**出典**
____________

書評

『西洋製本図鑑』(雄松堂出版)

  • 2017/08/30
西洋製本図鑑 / ジュゼップ・カンブラス
西洋製本図鑑
  • 著者:ジュゼップ・カンブラス
  • 翻訳:市川 恵里
  • 出版社:雄松堂出版
  • 装丁:大型本(159ページ)
  • 発売日:2008-12-01
  • ISBN-10:4841904999
  • ISBN-13:978-4841904994
内容紹介:
本場ヨーロッパの本格的な西洋製本技法を豊富な写真でわかりやすく紹介、フルカラー160頁。

____________

**作業一覧**
[1] 『西洋製本図鑑』の書評で、箇条書きのうち「:」の前に置かれた項目名をすべて挙げよ。
[2] 『西洋製本図鑑』の書評を、最後の文の後から書き継げ。

**データ抜粋**
____________

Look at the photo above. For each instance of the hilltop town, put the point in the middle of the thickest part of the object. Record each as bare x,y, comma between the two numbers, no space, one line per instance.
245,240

____________

**各作業の解答**
[1] 著者、翻訳、出版社、装丁、発売日、ISBN-10、ISBN-13

[2]
なぜ自家装丁文化が日本にないのか

日本は開国以来、あらゆる西洋文化を取りいれたが、定着しなかったものが二つある。一つは説得技法としての修辞学(レトリック)。もう一つは仮綴(かりと)じ本を装丁家に装丁してもらうという伝統である。前者が普及しなかったのは「巧言令色すくなし仁」を信じる日本的風土ゆえとわかるが、後者が伝わらなかったのは納得いく理由を見いだしえなかった。しかし、スペインの著名な装丁家である著者が西洋的自家装丁(ルリユール)の工程を懇切丁寧に解説した本書を読むうちに理由がわかりかけてきた。だが、それは後回しにして、まずは西洋装丁とは何かから考えてみよう。

著者によれば、書物が巻物から冊子本(コデックス)に変わって以来、製本・装丁が重要になったのは、キリスト教の出現があったためだという。神の言葉とされる聖書を教会で大切に保存する必要が生まれたからだ。しかし、革装丁の進化には第二の理由のほうが重要である。「書物そのものが神聖かつ貴重なものと見なされるようになった」ため、「信仰に対するその重要性を際立たせるために、できる限り豪華に仕立てる傾向が生じた」。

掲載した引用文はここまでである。